PROBLEM DESCRIPTION:
Copy every line below exactly, leaving out the pictures.

LISTED RECORDS:
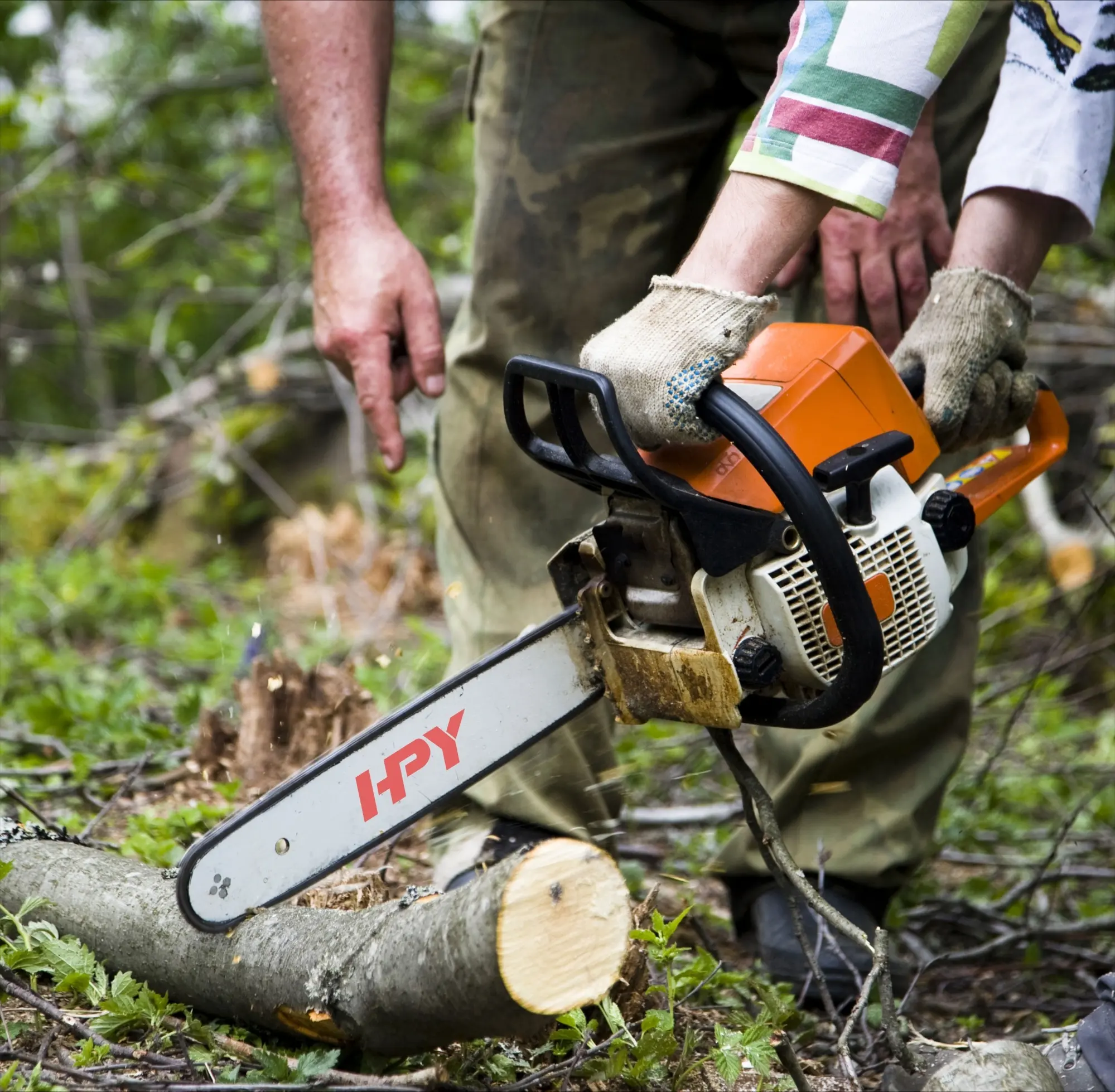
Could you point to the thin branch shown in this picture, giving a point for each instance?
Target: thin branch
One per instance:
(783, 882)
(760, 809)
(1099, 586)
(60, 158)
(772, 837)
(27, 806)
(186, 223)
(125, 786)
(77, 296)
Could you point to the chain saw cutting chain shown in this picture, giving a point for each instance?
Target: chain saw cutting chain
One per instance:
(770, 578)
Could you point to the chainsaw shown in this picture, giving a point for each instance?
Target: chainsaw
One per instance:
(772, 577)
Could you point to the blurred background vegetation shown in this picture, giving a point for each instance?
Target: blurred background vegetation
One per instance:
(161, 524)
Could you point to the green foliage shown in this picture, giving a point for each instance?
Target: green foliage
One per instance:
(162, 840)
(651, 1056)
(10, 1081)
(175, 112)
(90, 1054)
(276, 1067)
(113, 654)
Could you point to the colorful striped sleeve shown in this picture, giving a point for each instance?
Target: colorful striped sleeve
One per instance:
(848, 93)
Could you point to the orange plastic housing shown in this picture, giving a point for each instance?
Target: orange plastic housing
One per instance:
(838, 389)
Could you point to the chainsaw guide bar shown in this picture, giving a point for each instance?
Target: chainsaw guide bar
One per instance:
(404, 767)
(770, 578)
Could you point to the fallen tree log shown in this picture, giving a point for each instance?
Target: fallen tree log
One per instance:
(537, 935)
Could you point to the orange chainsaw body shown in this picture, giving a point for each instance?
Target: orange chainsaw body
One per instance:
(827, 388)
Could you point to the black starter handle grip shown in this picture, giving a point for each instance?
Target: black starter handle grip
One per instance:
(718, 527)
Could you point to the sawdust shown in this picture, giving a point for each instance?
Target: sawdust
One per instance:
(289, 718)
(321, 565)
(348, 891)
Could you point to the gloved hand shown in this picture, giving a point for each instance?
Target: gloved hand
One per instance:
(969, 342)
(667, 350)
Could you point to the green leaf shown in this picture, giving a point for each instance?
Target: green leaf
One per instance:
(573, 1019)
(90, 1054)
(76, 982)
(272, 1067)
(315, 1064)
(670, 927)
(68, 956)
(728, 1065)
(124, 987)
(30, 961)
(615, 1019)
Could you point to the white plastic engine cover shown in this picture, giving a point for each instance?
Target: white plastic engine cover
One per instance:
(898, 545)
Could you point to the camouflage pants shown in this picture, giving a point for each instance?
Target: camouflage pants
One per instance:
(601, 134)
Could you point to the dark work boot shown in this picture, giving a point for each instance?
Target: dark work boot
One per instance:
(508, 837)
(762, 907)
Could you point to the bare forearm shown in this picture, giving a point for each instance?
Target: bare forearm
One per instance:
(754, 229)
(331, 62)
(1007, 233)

CORRECT RESULT:
Could you point to the thin branch shown in this picture, giving a point for each instance?
Target: thin branch
One per instance:
(783, 882)
(760, 809)
(1099, 586)
(60, 158)
(772, 837)
(27, 806)
(186, 223)
(125, 786)
(77, 296)
Could you point to the chain saw cutting chain shown in this picture, giving a point for each instance?
Target: chain saw cutting chain
One per instance:
(770, 578)
Could you point to the chainsaw shown in this picture, giving a point for each instance?
Target: chainsaw
One per instance:
(772, 577)
Could you point to the blurred background vegetation shown in this picture, giving a point for each instance?
Target: blurred background vegetation
One per instance:
(161, 524)
Could you point to the green foliage shown in this picture, giving a point for each instance?
Target: green foliage
One per instance:
(162, 840)
(651, 1056)
(10, 1081)
(175, 112)
(90, 1054)
(276, 1067)
(113, 654)
Could you point to the colorful striped sleeve shown in this picture, giving a point for each instance?
Target: colorful striped sleeve
One per instance:
(848, 93)
Could you point to the orange plastic housing shown in this picture, giving a point for each instance?
Target: orange plastic housing
One per instance:
(838, 389)
Could you point to the chainsaw guide bar shown in this picture, giving a point for each instance?
Target: chainsaw guide bar
One per instance:
(404, 767)
(770, 578)
Could you point to the fallen tree log shown in this picture, giving a point for each instance?
Target: fallen tree log
One per instance:
(537, 935)
Could you point to the orange chainsaw body shown in this picture, giving a point for each instance?
Target: orange chainsaw body
One per instance:
(827, 388)
Could you point to the black starter handle grip shown in this picture, giving a point for each instance?
Target: black starter handle grip
One per instance:
(718, 527)
Could you point to the sawdust shown in this picture, giving a point for each instance?
Target: sawdust
One per instance:
(289, 718)
(321, 565)
(348, 891)
Could you point to the gloved hand shown in this picture, giving a point for each instance?
Target: gloved hand
One per instance:
(969, 342)
(667, 350)
Could you point to the green leaf shown in this picture, giving a point for each instance?
Target: green leaf
One per instance:
(573, 1019)
(90, 1054)
(76, 982)
(272, 1067)
(315, 1064)
(670, 927)
(68, 956)
(728, 1065)
(124, 987)
(30, 961)
(615, 1019)
Could you point to the white plastic engine cover shown in this picture, giving a point for each instance?
Target: white plastic engine cover
One per instance:
(898, 545)
Could you point to the camouflage pants shown in this picture, giving a point for each instance?
Target: camouflage pants
One per instance:
(601, 134)
Could you point to the dark work boot shown in this picture, giving a point for each instance?
Target: dark work boot
One per instance:
(508, 837)
(762, 907)
Could you point to the bare forearm shown in this picture, giving a point for each instance?
Target: bare forearm
One per instance:
(754, 229)
(331, 62)
(1007, 233)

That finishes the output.